▶ Stated problem
Please copy the data from the line containing "stock. Write your answer below." through the line containing "[0,0,424,221]", keeping every character unchanged.

[Collected data]
____

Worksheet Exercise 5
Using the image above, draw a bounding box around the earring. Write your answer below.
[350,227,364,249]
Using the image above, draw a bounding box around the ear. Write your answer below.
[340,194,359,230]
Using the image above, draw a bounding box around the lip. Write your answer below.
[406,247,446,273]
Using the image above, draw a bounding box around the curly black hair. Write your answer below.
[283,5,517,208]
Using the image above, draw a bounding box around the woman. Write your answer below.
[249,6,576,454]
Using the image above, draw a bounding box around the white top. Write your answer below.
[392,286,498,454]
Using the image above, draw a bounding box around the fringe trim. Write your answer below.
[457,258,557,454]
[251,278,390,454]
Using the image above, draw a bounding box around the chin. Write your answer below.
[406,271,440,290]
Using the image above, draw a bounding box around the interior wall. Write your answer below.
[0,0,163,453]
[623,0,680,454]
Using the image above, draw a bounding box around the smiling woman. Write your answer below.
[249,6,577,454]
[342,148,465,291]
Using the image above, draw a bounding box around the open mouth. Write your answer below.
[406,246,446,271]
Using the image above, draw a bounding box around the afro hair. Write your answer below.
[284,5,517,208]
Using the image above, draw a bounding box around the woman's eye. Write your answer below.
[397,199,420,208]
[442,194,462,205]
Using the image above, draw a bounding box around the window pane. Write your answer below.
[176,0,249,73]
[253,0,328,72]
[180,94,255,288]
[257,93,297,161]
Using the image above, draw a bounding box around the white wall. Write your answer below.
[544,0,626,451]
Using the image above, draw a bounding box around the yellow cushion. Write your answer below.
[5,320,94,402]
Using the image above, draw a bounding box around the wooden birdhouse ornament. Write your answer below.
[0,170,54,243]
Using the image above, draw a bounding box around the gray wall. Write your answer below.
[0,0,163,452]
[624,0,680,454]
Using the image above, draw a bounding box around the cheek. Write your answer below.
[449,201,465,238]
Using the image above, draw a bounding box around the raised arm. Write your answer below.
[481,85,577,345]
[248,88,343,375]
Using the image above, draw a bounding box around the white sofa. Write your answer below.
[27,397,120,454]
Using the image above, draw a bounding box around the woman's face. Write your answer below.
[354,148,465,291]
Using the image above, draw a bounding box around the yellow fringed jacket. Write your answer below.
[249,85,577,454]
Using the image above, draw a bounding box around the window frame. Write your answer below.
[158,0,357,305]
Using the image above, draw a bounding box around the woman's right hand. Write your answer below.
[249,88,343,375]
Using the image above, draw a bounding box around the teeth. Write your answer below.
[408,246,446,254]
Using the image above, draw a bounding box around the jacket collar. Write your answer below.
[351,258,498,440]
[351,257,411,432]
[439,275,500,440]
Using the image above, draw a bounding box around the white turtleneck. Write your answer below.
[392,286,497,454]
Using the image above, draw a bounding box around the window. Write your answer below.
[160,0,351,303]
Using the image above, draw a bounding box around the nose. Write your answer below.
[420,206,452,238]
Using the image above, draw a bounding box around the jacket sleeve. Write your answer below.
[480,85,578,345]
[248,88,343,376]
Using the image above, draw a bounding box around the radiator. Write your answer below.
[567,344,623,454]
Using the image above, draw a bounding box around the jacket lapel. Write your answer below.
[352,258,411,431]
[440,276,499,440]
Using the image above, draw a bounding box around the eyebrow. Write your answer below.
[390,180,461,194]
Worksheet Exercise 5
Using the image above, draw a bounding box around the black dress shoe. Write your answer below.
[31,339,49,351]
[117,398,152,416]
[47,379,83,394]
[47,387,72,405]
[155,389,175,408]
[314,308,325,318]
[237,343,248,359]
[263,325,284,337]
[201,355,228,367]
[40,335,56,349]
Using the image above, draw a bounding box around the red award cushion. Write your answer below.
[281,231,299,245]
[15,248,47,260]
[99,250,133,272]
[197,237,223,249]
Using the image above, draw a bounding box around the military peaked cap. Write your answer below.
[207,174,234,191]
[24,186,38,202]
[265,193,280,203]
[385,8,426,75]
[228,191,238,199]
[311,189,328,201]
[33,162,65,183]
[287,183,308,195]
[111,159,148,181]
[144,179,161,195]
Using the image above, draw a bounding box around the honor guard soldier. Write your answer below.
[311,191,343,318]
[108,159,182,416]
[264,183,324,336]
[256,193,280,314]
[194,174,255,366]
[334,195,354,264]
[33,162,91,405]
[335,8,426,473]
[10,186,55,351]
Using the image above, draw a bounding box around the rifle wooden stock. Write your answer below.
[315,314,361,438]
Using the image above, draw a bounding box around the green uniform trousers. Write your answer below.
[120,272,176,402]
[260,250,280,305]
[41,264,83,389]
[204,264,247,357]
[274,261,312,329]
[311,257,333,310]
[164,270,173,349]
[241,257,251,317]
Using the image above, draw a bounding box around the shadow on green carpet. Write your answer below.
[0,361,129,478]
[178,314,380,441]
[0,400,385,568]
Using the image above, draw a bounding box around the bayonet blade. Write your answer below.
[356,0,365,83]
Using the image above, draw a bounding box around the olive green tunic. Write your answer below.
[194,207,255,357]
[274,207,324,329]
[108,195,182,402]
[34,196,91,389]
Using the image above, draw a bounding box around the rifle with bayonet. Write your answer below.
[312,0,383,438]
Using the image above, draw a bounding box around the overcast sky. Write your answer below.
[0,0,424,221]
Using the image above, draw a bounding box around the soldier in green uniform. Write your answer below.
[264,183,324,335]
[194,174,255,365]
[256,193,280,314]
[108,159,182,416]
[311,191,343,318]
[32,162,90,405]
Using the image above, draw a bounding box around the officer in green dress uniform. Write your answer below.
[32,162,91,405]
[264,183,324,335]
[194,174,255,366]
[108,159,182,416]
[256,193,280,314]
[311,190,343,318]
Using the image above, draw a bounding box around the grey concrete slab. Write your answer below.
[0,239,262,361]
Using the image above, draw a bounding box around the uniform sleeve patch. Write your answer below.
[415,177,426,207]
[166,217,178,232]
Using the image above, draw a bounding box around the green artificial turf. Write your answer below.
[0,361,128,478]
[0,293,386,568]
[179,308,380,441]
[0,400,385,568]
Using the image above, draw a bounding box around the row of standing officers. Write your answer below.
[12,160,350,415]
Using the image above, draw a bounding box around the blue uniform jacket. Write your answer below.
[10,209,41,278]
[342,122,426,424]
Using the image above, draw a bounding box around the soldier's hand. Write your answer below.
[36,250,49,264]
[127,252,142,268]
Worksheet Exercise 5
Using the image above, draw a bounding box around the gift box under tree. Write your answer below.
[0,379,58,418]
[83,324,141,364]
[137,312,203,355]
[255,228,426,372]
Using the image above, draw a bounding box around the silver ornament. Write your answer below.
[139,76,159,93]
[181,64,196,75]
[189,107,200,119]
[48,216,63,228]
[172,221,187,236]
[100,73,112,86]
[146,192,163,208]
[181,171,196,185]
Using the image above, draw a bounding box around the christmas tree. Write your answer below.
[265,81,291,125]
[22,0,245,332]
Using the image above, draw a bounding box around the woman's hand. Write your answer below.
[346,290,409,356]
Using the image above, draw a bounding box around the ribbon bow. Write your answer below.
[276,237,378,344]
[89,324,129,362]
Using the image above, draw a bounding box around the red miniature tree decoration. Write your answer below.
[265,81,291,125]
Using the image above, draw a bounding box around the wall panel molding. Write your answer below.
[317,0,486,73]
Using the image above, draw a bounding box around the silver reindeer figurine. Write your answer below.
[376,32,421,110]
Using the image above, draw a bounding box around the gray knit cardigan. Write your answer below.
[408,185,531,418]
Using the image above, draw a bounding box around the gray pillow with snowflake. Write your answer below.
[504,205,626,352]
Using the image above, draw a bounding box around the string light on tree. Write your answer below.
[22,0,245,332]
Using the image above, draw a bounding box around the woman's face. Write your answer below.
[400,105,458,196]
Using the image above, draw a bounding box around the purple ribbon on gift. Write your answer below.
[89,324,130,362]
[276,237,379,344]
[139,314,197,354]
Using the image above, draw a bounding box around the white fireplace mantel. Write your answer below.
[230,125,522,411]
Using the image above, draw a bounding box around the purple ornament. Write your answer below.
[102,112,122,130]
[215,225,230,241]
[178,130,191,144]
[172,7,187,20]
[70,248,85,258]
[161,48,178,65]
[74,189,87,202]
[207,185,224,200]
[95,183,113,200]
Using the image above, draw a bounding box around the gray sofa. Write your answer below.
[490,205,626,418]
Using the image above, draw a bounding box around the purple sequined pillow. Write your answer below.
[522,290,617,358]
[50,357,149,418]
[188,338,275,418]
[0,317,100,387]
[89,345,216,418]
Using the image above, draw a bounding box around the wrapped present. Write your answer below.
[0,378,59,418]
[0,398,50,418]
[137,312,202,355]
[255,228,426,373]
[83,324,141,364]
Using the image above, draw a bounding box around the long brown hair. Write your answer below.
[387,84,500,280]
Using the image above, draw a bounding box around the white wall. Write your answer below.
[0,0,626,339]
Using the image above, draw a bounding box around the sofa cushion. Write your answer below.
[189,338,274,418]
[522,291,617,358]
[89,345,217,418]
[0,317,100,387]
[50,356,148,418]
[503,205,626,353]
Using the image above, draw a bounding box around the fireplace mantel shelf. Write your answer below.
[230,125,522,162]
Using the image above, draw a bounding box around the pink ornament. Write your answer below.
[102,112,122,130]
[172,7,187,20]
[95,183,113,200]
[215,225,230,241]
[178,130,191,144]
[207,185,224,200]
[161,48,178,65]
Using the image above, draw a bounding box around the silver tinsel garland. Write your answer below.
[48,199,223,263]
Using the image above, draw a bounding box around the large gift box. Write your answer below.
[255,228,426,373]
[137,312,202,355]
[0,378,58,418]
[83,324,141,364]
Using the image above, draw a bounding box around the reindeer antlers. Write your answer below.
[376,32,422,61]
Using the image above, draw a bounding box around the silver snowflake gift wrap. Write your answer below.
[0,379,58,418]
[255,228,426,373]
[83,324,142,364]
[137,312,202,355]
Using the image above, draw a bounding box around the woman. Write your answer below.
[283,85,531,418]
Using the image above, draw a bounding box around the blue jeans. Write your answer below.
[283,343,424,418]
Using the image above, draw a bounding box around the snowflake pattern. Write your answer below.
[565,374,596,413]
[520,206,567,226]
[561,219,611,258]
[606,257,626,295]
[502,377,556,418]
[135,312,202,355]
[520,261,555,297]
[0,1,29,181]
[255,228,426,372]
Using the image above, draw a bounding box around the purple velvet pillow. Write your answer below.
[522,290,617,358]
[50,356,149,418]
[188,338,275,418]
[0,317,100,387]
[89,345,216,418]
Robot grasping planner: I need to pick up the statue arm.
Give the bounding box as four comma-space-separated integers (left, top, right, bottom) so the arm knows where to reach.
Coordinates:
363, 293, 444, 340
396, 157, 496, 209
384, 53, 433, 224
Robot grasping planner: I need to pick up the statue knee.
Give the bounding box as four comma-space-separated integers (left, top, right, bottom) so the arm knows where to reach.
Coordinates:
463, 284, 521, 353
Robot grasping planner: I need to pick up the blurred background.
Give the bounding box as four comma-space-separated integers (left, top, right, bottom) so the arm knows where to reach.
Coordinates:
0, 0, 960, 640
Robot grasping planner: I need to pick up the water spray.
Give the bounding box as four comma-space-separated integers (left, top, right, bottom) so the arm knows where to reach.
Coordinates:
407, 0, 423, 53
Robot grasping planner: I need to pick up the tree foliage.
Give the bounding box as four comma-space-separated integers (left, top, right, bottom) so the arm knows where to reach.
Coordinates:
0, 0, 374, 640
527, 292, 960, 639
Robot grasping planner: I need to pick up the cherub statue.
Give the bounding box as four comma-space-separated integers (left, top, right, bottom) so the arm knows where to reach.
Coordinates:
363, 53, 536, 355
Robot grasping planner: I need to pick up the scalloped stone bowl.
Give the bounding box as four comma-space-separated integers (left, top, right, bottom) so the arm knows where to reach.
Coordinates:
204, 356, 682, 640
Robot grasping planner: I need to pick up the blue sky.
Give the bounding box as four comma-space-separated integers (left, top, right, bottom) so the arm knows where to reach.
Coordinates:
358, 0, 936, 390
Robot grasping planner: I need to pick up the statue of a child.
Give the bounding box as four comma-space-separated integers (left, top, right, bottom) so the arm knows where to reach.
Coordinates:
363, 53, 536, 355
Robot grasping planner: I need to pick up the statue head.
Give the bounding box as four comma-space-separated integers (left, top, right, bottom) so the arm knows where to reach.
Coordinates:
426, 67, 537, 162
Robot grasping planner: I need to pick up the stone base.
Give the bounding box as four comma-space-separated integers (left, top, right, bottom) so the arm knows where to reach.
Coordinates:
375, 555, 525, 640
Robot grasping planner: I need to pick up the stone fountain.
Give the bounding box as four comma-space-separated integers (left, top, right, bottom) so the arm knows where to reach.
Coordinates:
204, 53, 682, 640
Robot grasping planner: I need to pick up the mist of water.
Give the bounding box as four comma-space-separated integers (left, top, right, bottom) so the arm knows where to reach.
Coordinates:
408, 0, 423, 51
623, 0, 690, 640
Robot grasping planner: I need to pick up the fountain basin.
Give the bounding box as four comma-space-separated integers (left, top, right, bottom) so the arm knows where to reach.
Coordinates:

____

▶ Exercise response
Using the image above, draw a bounding box around the rifle wooden stock. Write your answer below.
[315,314,361,438]
Using the image above, draw a bounding box around the green uniform trousers. Write your answer below.
[120,272,176,402]
[260,250,280,305]
[41,264,83,389]
[204,264,247,357]
[274,261,312,329]
[311,257,333,310]
[164,270,173,349]
[241,257,251,317]
Using the image above, draw a bounding box around the shadow on green carpet. Write your answer below.
[0,361,129,478]
[178,314,380,441]
[0,400,385,568]
Using the image above, draw a bounding box around the bayonet blade. Write your answer below.
[356,0,365,83]
Using the image above, draw a bounding box around the olive green tunic. Write your answer below.
[194,207,255,357]
[274,207,324,329]
[108,195,182,402]
[34,196,91,389]
Using the image above, draw a bounding box around the rifle with bayonet. Write your answer below.
[312,0,383,438]
Using the image above, draw a bounding box around the overcast sky. Write your answer below.
[0,0,424,221]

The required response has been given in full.